## TASK SET
**a.** Answer these from the bug thread on registry disruption during upgrade, which appears below:
(i) What lack is blamed for the registry being disrupted during upgrade?
(ii) Which two platforms host the links given as evidence of the problem?
(iii) Which test name is suspected of being related to the problem?
**b.** Please pick up the bug thread on registry disruption during upgrade, shown below, and continue it from its last sentence.

---- DOCUMENT SEGMENT

It looks like registry is disrupted during upgrade due to not having graceful shutdown. Now that we have fixed the router, this is purely workload level. Happens on all platforms that I can see. https://testgrid.k8s.io/redhat-openshift-ocp-release-4.8-informing#periodic-ci-openshift-release-master-ci-4.8-e2e-azure-upgrade&include-filter-by-regex=remain%20available https://prow.ci.openshift.org/view/gs/origin-ci-test/logs/periodic-ci-openshift-release-master-ci-4.8-e2e-azure-upgrade/1405002280675053568 Needs investigation, it's like the router should gracefully react to term and attempt to drain fast connections and interrupt slow connections. This bug will be used to block making the flake into a failure.
The registry already has shutdown gracefully [1][2]. Not sure if there anything else we can do on the registry side. [1]: https://github.com/openshift/image-registry/pull/192 [2]: https://github.com/openshift/cluster-image-registry-operator/blob/6e88375a583645f65179836027954021eb5fdd30/test/e2e/graceful_shutdown_test.go#L97
No progress so far. I suspect it might be related to problems with `Application behind service load balancer with PDB is not disrupted`.

--------
---- SUPPLIED DATA

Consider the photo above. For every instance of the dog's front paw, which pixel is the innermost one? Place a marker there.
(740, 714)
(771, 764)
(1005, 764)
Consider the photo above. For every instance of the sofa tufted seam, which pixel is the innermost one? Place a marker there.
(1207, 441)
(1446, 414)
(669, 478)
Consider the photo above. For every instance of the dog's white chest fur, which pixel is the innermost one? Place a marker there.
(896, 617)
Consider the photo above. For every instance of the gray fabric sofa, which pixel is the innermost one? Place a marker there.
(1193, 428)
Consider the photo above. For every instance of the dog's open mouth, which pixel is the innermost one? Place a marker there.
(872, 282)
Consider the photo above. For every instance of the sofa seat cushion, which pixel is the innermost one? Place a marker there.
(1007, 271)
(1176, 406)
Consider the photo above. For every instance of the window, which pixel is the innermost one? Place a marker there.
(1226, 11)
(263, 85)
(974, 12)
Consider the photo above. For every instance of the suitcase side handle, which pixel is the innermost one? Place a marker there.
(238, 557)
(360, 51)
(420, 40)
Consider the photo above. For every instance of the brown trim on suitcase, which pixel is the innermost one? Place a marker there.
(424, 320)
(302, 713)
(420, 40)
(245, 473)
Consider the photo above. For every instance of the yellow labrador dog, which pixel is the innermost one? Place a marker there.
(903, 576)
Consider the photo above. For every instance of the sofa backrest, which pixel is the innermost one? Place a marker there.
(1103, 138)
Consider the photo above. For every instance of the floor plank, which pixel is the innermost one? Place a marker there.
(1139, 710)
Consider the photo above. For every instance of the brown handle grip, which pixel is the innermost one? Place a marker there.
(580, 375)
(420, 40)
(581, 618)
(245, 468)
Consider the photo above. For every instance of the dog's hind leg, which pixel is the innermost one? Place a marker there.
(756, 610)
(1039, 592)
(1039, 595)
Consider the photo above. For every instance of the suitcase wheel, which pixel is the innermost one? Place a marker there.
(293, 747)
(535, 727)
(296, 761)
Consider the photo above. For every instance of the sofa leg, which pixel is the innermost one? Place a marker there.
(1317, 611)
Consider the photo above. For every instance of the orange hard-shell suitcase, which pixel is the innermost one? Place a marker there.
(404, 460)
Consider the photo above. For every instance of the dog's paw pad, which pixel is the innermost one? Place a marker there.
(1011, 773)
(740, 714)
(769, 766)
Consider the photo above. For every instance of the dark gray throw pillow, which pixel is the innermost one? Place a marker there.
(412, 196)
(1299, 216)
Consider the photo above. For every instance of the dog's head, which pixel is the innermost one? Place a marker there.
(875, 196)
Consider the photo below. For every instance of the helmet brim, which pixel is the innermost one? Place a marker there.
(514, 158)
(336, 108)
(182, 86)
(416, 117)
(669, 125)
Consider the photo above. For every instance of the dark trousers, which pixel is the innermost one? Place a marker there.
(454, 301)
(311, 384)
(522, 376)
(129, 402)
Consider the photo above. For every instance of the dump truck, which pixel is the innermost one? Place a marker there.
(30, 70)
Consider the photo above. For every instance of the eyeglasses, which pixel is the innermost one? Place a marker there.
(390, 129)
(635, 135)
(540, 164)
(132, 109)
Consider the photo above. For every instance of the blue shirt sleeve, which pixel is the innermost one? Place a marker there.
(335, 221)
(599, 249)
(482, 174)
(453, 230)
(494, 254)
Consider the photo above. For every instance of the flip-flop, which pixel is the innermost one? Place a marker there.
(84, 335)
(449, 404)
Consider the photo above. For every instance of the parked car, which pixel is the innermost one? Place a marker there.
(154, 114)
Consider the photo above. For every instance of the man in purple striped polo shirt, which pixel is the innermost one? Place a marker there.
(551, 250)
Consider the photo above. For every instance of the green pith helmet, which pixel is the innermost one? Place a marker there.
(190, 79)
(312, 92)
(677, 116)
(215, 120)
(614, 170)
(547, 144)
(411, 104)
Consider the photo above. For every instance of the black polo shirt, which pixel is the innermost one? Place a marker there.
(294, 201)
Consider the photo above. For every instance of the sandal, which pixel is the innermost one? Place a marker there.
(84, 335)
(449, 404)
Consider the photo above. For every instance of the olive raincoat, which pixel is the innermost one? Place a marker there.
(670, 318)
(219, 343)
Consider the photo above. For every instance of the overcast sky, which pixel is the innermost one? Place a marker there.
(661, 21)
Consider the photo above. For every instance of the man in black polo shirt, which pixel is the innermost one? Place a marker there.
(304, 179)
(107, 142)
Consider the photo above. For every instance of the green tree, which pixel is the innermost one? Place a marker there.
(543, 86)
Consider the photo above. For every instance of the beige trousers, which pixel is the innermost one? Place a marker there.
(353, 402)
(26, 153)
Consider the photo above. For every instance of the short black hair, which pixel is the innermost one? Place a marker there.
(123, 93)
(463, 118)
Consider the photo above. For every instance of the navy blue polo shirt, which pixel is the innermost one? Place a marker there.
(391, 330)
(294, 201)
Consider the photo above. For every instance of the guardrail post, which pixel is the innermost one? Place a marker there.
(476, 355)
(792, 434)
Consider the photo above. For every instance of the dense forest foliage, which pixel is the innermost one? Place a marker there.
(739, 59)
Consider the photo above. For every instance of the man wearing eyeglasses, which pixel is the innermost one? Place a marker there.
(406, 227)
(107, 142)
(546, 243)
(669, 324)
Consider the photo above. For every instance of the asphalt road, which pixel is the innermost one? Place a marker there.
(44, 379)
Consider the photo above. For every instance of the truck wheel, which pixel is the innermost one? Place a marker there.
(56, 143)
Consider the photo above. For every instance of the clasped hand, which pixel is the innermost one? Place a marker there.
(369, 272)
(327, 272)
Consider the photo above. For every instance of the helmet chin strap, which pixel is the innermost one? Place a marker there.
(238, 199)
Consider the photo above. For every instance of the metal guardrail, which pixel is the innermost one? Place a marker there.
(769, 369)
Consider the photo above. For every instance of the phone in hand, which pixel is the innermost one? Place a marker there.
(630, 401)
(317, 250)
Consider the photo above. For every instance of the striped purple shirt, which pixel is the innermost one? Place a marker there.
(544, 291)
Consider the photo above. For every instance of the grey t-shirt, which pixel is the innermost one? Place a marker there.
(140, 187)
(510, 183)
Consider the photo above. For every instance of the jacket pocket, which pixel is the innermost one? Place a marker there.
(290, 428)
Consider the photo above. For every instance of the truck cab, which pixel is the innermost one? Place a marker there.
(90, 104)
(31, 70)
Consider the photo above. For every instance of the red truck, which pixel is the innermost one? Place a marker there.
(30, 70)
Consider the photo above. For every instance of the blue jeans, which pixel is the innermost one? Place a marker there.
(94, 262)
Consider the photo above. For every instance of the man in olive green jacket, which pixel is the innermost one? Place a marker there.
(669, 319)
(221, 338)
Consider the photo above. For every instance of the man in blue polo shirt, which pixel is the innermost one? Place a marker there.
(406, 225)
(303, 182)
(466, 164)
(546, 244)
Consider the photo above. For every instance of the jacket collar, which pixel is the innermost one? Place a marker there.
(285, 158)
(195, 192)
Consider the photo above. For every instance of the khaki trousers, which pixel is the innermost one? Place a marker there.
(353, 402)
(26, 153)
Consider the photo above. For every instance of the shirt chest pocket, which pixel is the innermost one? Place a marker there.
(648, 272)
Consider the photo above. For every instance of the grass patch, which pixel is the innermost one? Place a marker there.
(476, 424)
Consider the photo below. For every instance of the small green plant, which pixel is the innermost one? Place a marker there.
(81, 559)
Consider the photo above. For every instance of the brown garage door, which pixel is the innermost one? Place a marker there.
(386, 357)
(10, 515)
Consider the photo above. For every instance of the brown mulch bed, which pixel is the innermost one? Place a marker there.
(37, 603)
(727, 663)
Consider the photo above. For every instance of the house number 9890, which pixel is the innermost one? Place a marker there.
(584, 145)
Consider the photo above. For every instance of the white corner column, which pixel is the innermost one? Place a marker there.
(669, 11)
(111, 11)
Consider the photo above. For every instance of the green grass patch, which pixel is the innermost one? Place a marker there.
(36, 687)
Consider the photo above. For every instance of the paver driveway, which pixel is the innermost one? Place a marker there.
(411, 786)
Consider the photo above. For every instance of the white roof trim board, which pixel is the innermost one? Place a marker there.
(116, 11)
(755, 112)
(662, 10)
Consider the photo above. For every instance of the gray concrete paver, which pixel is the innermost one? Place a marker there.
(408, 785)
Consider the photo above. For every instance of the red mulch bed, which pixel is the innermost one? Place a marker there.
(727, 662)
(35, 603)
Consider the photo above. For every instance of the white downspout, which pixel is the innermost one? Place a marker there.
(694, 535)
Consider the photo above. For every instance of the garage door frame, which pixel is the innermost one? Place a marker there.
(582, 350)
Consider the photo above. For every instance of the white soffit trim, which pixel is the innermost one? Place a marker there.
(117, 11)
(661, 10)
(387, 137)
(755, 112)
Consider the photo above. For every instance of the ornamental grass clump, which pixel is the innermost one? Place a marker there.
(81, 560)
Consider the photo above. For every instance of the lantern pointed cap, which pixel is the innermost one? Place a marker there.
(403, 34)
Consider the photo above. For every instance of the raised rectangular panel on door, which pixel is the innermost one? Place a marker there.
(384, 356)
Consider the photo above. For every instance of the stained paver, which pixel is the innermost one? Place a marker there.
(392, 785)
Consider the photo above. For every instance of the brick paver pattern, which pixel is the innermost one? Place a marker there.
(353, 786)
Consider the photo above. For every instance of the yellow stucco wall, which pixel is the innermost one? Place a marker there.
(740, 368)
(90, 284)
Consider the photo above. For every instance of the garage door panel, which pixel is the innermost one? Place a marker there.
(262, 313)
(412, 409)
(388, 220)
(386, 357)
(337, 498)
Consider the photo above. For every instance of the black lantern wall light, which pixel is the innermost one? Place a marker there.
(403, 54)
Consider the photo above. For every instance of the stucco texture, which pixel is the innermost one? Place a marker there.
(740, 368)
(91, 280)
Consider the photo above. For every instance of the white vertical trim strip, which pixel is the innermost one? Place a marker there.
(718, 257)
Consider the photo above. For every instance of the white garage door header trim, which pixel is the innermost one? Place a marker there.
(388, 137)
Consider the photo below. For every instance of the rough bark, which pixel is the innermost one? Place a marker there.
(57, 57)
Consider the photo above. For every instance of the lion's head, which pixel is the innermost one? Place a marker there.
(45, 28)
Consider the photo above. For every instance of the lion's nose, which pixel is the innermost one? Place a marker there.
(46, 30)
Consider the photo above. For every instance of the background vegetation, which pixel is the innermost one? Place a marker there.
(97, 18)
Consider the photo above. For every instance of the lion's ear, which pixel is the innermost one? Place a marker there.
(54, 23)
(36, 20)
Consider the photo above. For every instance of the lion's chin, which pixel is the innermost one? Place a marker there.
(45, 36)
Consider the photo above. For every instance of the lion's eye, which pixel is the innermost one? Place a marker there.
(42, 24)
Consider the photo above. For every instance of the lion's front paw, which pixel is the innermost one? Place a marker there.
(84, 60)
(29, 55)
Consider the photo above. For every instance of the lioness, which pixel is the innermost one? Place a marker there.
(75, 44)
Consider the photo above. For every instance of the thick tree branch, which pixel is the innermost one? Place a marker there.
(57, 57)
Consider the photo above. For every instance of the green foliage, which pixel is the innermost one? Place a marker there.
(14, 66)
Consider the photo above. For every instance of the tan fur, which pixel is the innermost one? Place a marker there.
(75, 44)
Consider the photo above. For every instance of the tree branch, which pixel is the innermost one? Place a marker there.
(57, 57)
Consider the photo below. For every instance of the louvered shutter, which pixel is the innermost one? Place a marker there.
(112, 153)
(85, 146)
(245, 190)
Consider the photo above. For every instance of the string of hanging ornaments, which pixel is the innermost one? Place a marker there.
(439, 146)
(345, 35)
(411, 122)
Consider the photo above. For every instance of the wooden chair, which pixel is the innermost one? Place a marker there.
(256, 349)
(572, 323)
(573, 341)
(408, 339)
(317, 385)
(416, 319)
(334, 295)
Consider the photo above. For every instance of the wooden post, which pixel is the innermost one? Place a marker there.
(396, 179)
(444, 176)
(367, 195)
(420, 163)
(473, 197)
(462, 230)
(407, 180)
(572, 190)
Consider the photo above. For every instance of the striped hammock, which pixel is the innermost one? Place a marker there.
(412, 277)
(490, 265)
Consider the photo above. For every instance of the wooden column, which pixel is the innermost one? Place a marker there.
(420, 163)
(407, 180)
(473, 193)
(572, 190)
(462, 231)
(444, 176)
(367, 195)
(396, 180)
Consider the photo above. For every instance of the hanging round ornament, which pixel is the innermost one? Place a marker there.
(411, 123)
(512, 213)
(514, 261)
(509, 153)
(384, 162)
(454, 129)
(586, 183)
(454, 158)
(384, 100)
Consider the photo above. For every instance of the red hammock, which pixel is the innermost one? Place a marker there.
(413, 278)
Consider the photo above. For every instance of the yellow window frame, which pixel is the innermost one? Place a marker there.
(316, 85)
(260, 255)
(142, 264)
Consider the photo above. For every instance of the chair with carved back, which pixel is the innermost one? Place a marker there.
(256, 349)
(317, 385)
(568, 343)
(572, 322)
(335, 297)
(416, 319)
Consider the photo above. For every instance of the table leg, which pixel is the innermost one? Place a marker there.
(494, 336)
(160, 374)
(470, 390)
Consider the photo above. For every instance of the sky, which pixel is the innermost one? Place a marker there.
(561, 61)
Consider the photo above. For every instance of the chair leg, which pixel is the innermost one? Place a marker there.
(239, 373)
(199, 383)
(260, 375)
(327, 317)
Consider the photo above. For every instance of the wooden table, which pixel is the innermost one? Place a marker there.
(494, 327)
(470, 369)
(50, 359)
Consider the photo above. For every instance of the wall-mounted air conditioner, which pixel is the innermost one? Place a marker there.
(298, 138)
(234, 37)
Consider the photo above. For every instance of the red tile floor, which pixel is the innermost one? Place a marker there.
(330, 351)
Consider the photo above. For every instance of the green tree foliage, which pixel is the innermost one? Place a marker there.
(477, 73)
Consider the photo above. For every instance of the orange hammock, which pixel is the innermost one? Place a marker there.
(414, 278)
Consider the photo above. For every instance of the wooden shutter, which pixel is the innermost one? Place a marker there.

--------

## ANSWERS TO EACH TASK
**a.**
(i) Not having graceful shutdown.
(ii) testgrid.k8s.io and prow.ci.openshift.org.
(iii) `Application behind service load balancer with PDB is not disrupted`.

**b.**
Until now image registry test is still flake, since it's 9/16 data, will check this afternoon again. https://testgrid.k8s.io/redhat-openshift-ocp-release-4.10-informing#periodic-ci-openshift-release-master-ci-4.10-e2e-azure-upgrade&include-filter-by-regex=remain%20available https://prow.ci.openshift.org/view/gs/origin-ci-test/logs/periodic-ci-openshift-release-master-ci-4.10-e2e-azure-upgrade/1438587460106850304
That's a tricky one. In order to have upgrades without disruptions, the fix should be in the previous release. Old pods shouldn't disappear immediately, they should give OCP some time to cleanup before they are gone. So I'd expect flakes to stay there until 4.9 BZ is merged.
Thanks @oleg's response, will verify it first.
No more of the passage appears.